Transcribe the records in full, keeping every character as it is.

▶

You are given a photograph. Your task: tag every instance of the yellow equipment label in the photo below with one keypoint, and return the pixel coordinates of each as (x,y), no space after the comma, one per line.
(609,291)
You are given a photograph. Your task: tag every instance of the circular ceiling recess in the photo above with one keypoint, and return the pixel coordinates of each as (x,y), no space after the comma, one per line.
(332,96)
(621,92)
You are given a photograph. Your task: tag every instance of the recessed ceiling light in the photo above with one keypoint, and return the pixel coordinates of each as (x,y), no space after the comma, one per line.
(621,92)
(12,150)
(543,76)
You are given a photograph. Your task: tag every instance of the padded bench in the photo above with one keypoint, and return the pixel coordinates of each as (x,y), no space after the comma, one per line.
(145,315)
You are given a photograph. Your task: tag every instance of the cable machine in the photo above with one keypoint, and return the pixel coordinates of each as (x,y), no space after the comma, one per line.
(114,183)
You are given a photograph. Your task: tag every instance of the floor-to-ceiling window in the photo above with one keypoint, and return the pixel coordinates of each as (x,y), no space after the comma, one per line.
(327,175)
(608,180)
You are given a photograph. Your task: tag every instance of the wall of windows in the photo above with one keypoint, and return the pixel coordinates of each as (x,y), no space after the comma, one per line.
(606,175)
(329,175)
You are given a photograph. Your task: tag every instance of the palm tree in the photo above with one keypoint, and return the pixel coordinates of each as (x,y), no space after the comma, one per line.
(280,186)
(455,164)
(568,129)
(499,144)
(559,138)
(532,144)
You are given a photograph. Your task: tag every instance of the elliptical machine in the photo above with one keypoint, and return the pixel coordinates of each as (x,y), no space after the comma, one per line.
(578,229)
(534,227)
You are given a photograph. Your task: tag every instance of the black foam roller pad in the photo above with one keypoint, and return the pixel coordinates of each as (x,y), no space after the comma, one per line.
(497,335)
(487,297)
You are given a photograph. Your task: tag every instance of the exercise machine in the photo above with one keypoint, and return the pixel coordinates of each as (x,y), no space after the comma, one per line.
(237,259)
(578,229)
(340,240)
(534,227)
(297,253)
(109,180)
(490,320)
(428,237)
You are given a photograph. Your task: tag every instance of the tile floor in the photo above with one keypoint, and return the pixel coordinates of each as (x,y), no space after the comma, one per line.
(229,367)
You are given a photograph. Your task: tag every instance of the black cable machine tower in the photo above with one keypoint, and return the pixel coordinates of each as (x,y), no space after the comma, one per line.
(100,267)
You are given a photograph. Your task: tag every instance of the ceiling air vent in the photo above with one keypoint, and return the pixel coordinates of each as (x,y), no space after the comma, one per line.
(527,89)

◀

• Correct response:
You are given a photograph. Your task: tag every instance of the yellow equipment label in the photo below with one keypoint, and return the pixel coordinates of each as (x,y), no space after the comma, one per line.
(609,291)
You are given a photograph. Your task: tag every instance of the circular ceiling recess in the photo above with one keypoint, and return the pixel coordinates of each as (x,y), no space after the comma, one per line.
(332,96)
(621,92)
You are given a photograph. Your task: tag every instance of the recessed ceiling light in the photo above with one keypoint, and return the pixel coordinates of each as (x,y), no space after the comma, one per line.
(621,92)
(12,150)
(543,76)
You are given a photograph. Your task: tag every instance of the padded bench in the photo above with one keypoint, and return the pixel coordinates of each as (x,y), no space after the comma, one per line.
(145,315)
You are given a photograph. Your task: tag every instance of the cable machine in the photo above with one keypoint, and return the pixel coordinates of each as (x,y), no space after the comma, one per line.
(114,183)
You are given a photograph. Your task: tag every instance of the floor-to-ceiling window in the photo above with one keypoint, and return the pixel coordinates of each as (x,y), no space after the comma, one per line.
(327,175)
(608,180)
You are given a photograph. Your task: tag every instance of the wall of windows in the photo above with one keypoint, and return the pixel coordinates of each as (x,y), no space after the comma, one per line.
(606,175)
(329,175)
You are given a photograph. Your task: tag every instance of the palm tree in the photo above with one keypoint, and return the pixel coordinates of each as (x,y), no space after the comma, one per line.
(280,186)
(455,164)
(568,129)
(499,144)
(559,138)
(532,144)
You are given a photograph. Your task: tag every instance of the elliptical machine in the photo above with one keypoint, and return the pixel coordinates of each as (x,y), no space after the comma, one per line.
(578,229)
(534,227)
You are given a photograph. Your task: tag every instance of the black foam roller pad in the photo above with one keypoint, and return the pixel coordinates of each as (x,y), no space after the comma, one per line.
(497,335)
(487,297)
You are given a photograph. Your task: tag every instance of the exercise machine in the photo above with one keypoint, and return the pixel coordinates of each as (x,y), no space after the comma, one per line.
(237,259)
(578,229)
(340,240)
(534,227)
(297,253)
(109,180)
(490,320)
(428,237)
You are given a photograph. Your task: tag every instance of the tile floor in the photo above with one keypoint, and return the pixel coordinates of each as (x,y), no space after the comma, one per line.
(229,367)
You are given a photograph. Your task: tag every instance of the black cable machine tower in the photo above with one keypoint, and return the pixel coordinates of each as (x,y), no space after the comma, one per line.
(100,267)
You are given a photograph. Your task: tag every instance of the ceiling air vent in the photo above with one keypoint, and return the pixel coordinates of each as (x,y), no space after the comma, one per line.
(527,89)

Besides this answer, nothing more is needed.